+++ Data supplied +++

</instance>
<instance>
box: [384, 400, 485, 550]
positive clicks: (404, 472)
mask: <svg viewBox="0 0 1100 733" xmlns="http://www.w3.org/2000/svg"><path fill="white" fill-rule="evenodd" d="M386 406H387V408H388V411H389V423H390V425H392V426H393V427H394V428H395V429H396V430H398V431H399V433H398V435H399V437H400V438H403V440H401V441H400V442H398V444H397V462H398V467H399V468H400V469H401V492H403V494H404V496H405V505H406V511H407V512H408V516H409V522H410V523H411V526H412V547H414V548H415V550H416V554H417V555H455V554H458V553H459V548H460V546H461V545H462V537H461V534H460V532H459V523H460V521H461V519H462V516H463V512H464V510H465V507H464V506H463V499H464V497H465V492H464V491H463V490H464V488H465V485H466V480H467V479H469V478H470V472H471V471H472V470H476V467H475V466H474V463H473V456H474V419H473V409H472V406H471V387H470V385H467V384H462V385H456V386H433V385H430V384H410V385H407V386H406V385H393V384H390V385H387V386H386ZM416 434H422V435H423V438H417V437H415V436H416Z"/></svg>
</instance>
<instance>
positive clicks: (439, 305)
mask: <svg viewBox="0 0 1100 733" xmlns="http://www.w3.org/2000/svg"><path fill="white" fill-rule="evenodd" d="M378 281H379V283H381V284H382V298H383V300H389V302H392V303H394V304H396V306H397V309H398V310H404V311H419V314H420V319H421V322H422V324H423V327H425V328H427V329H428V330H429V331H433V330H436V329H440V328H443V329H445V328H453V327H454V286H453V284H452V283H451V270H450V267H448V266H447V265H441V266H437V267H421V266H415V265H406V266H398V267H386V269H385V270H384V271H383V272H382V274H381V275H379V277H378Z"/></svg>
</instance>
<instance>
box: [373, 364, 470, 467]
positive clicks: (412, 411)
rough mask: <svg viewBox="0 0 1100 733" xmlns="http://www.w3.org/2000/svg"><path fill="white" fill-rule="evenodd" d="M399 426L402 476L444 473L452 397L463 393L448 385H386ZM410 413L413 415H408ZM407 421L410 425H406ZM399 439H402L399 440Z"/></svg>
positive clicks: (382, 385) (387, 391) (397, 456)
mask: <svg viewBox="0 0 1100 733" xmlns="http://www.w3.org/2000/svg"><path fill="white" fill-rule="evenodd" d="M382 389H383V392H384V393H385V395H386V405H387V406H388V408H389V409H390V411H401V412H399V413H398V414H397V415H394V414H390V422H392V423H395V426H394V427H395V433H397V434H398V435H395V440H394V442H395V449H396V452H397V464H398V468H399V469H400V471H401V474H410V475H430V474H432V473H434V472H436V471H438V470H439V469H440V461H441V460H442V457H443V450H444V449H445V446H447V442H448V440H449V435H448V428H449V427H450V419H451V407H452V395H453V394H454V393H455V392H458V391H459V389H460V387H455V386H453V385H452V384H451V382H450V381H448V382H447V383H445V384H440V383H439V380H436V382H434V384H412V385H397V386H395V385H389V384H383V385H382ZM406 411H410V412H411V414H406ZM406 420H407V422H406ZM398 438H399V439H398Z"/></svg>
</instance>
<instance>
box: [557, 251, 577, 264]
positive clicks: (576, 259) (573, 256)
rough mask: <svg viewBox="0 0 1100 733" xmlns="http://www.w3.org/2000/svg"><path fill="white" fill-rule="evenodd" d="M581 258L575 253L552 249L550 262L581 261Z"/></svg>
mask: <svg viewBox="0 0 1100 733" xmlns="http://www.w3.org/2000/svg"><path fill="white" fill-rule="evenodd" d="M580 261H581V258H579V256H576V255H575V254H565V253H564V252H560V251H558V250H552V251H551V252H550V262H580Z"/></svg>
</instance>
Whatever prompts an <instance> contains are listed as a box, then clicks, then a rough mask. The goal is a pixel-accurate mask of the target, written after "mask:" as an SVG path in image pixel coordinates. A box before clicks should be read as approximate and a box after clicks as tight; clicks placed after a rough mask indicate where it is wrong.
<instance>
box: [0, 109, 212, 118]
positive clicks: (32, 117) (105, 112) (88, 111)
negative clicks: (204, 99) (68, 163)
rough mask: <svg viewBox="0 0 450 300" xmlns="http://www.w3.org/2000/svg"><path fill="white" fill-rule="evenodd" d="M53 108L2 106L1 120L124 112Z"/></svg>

+++

# [Exercise requirements]
Pull out every line of the items above and repeat each one unchanged, in the same order.

# [Response box]
</instance>
<instance>
box: [384, 400, 485, 550]
positive clicks: (404, 472)
mask: <svg viewBox="0 0 1100 733" xmlns="http://www.w3.org/2000/svg"><path fill="white" fill-rule="evenodd" d="M386 406H387V408H388V411H389V423H390V425H392V426H393V427H394V428H395V429H396V430H398V431H399V433H398V435H399V437H400V438H403V440H401V441H400V442H398V444H397V462H398V467H399V468H400V469H401V492H403V494H404V496H405V505H406V511H407V512H408V516H409V522H410V523H411V526H412V547H414V548H415V550H416V554H417V555H455V554H458V553H459V548H460V546H461V545H462V537H461V534H460V532H459V523H460V521H461V519H462V516H463V512H464V510H465V507H464V506H463V499H464V497H465V492H464V491H463V490H464V488H465V485H466V480H467V479H469V478H470V472H471V471H472V470H476V467H475V466H474V463H473V456H474V419H473V409H472V406H471V387H470V385H467V384H462V385H456V386H433V385H430V384H410V385H407V386H406V385H393V384H390V385H387V386H386ZM416 434H422V435H423V438H417V437H415V436H416Z"/></svg>
</instance>
<instance>
positive clicks: (439, 305)
mask: <svg viewBox="0 0 1100 733" xmlns="http://www.w3.org/2000/svg"><path fill="white" fill-rule="evenodd" d="M378 281H379V283H381V284H382V298H383V300H389V302H392V303H394V304H396V306H397V309H398V310H404V311H419V314H420V319H421V322H422V324H423V327H425V328H427V329H428V330H429V331H433V330H436V329H440V328H443V329H445V328H453V327H454V286H453V284H452V283H451V270H450V267H448V266H447V265H441V266H437V267H421V266H415V265H406V266H398V267H386V269H385V270H384V271H383V272H382V274H381V275H379V277H378Z"/></svg>
</instance>
<instance>
box: [373, 364, 470, 467]
positive clicks: (412, 411)
rough mask: <svg viewBox="0 0 1100 733" xmlns="http://www.w3.org/2000/svg"><path fill="white" fill-rule="evenodd" d="M399 426L402 476L444 473L452 397L463 393L448 385H386ZM410 413L413 415H408ZM407 421L410 425H406ZM399 439H402L399 440Z"/></svg>
positive clicks: (382, 385) (387, 391) (397, 456)
mask: <svg viewBox="0 0 1100 733" xmlns="http://www.w3.org/2000/svg"><path fill="white" fill-rule="evenodd" d="M382 389H383V392H384V393H385V395H386V405H387V406H388V408H389V409H390V411H401V412H399V413H398V414H397V415H394V414H390V422H392V423H395V426H394V427H395V433H397V434H398V435H395V440H394V442H395V449H396V452H397V464H398V468H399V469H400V471H401V474H410V475H430V474H432V473H434V472H436V471H438V470H439V469H440V461H441V460H442V457H443V450H444V449H445V446H447V442H448V440H449V435H448V428H449V427H450V419H451V407H452V395H453V394H454V393H455V392H458V391H459V389H460V387H455V386H453V385H452V384H451V382H450V381H448V382H447V383H445V384H440V383H439V380H436V382H434V384H412V385H397V386H395V385H389V384H383V385H382ZM406 411H410V412H411V414H406ZM406 420H407V422H406ZM398 438H399V439H398Z"/></svg>
</instance>
<instance>
box: [557, 251, 577, 264]
positive clicks: (576, 259) (573, 256)
rough mask: <svg viewBox="0 0 1100 733" xmlns="http://www.w3.org/2000/svg"><path fill="white" fill-rule="evenodd" d="M581 258L575 253L552 249L550 262L581 261Z"/></svg>
mask: <svg viewBox="0 0 1100 733" xmlns="http://www.w3.org/2000/svg"><path fill="white" fill-rule="evenodd" d="M580 261H581V258H579V256H576V255H575V254H565V253H564V252H560V251H558V250H552V251H551V252H550V262H580Z"/></svg>
</instance>
Whatever prompts an <instance> contains are listed as a box, then clicks, then a rough mask. The goal is a pixel-accurate mask of the target, written after "mask:" as an SVG path in image pixel coordinates. A box before clicks should be read as approximate and a box after clicks as tight; clicks placed after a rough mask indicate where it is wrong.
<instance>
box: [0, 109, 212, 118]
positive clicks: (32, 117) (105, 112) (88, 111)
negative clicks: (204, 99) (68, 163)
rough mask: <svg viewBox="0 0 450 300" xmlns="http://www.w3.org/2000/svg"><path fill="white" fill-rule="evenodd" d="M53 108L2 106L1 120L124 112Z"/></svg>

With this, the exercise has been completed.